The conversation that keeps going wrong
A procurement call goes like this. The buyer says we need help with AI. The vendor says we do AI. Six weeks and a statement of work later, both sides are frustrated — because the buyer wanted an LLM-powered feature inside their SaaS product and the vendor was scoped to deliver reinforcement learning from human feedback on a base model. Those are not the same thing. They share five letters and nothing else.
The industry has not drawn the line cleanly, so buyers have to draw it themselves. Here is the one that matters.
AI development — putting models into products
AI development is building applications that use AI models. You are not changing the model. You are integrating it: retrieval-augmented generation over your private data, an agent that takes actions in your tool chain, a classifier that routes support tickets, an LLM-powered editor inside your SaaS.
The skill set is software engineering plus LLM architecture. The deliverable is a feature in your product that your users touch. The evaluations are user-facing — latency, hallucination rate, task completion — and the model is a commodity input, often swapped across vendors as pricing and capability shift.
Who buys this: product engineering teams with an AI feature on a roadmap. The contract is a development engagement that happens to use a model instead of a hardcoded rule set. The right vendor is a software shop that is comfortable with the LLM-specific pieces — retrieval design, evaluation harnesses, prompt caching, tool use, fallback logic — but whose job is fundamentally to ship software.
AI training — improving the model itself
AI training is the human-in-the-loop work that makes a base model better at a task. You are producing data: supervised fine-tuning demonstrations, preference rankings that feed reward models, adversarial prompts for red-teaming, custom evaluation sets for domains where public benchmarks do not exist. The deliverable is not software. It is a dataset — with rubrics, provenance, and inter-rater agreement metrics — that a training run will consume.
The skill set is subject-matter expertise plus calibrated judgment under a rubric. A physician authoring SFT demonstrations for a medical model. A criminal defense attorney writing preference pairs for a legal assistant. An engineer writing adversarial prompts to probe a model's security reasoning. The labelers are senior professionals, not entry-level annotators, because the data quality ceiling is the expertise floor of the people producing it.

**DATASET EXCERPTS**:

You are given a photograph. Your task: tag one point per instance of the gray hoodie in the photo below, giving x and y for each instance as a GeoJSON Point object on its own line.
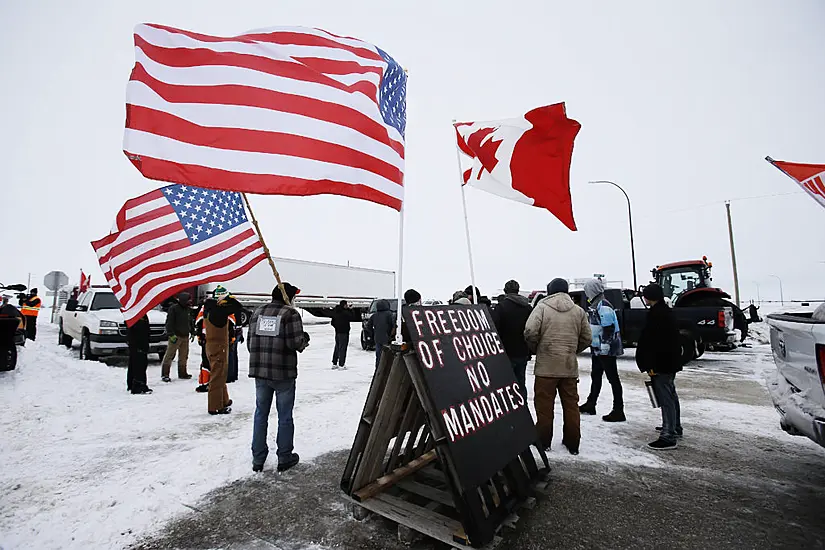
{"type": "Point", "coordinates": [556, 332]}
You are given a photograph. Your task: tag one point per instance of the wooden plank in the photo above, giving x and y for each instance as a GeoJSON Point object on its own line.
{"type": "Point", "coordinates": [409, 413]}
{"type": "Point", "coordinates": [427, 491]}
{"type": "Point", "coordinates": [385, 482]}
{"type": "Point", "coordinates": [376, 446]}
{"type": "Point", "coordinates": [374, 394]}
{"type": "Point", "coordinates": [433, 474]}
{"type": "Point", "coordinates": [389, 423]}
{"type": "Point", "coordinates": [418, 518]}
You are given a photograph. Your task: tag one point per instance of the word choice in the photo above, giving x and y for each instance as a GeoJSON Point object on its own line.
{"type": "Point", "coordinates": [468, 347]}
{"type": "Point", "coordinates": [478, 412]}
{"type": "Point", "coordinates": [451, 321]}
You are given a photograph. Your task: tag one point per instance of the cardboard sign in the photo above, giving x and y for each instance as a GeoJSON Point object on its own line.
{"type": "Point", "coordinates": [472, 384]}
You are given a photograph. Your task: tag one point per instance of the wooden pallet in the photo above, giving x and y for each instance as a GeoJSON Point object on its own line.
{"type": "Point", "coordinates": [399, 467]}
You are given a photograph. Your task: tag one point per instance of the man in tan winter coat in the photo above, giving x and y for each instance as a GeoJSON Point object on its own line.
{"type": "Point", "coordinates": [556, 332]}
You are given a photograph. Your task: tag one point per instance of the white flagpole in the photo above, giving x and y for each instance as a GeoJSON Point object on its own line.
{"type": "Point", "coordinates": [399, 287]}
{"type": "Point", "coordinates": [466, 222]}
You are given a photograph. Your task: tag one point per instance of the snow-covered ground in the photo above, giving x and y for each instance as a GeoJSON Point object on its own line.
{"type": "Point", "coordinates": [87, 465]}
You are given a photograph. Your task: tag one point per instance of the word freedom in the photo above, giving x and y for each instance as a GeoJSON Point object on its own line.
{"type": "Point", "coordinates": [473, 340]}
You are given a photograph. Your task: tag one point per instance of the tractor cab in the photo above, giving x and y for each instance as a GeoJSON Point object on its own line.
{"type": "Point", "coordinates": [680, 279]}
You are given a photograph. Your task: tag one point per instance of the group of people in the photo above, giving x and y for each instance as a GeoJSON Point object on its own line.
{"type": "Point", "coordinates": [556, 330]}
{"type": "Point", "coordinates": [274, 339]}
{"type": "Point", "coordinates": [218, 333]}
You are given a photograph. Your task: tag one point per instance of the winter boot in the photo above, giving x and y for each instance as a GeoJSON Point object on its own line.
{"type": "Point", "coordinates": [662, 445]}
{"type": "Point", "coordinates": [588, 408]}
{"type": "Point", "coordinates": [678, 434]}
{"type": "Point", "coordinates": [572, 449]}
{"type": "Point", "coordinates": [289, 463]}
{"type": "Point", "coordinates": [615, 416]}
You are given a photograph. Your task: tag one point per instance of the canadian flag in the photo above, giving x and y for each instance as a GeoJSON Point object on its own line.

**LIST OF TASKS**:
1. Do these statements agree with the text on AI development versus AI training? Answer yes or no for each, and quote the words from the text that settle it.
(a) In AI development, the model itself gets changed.
(b) The deliverable of AI training is a dataset.
(c) The people who label data for AI training are entry-level annotators.
2. In the text on AI development versus AI training, who buys AI development work?
3. Carry on the text on AI development versus AI training, starting after its last sentence.

**ANSWERS FOR THE EXERCISE**:
1.
(a) No: "You are not changing the model."
(b) Yes: "The deliverable is not software. It is a dataset"
(c) No: "The labelers are senior professionals, not entry-level annotators"

2. Product engineering teams with an AI feature on a roadmap.

3.
Who buys this: frontier AI labs, domain-specific model builders, and enterprises fine-tuning open-weights models on regulated content they cannot send to a public API. The contract is a managed program — rubric design, calibration rounds, reviewer selection, ongoing quality audits — that ends with a dataset and an audit trail, not a running service.
How to tell which one you need
Three questions resolve most of the ambiguity:
- Do we want to ship a feature, or produce training data? — Features mean AI development. Training data means AI training. Teams that cannot answer this cleanly have not scoped the problem yet.
- Does the work end when the model changes? — If yes, you are doing AI development; the value is in the application layer that survives model swaps. If no, you are doing AI training; the output is data for a specific model family.
- Who is the consumer of the deliverable — our users, or our ML team? — User-facing deliverables are development work. ML-team-facing deliverables are training work. The answer dictates which vendor capability set matters.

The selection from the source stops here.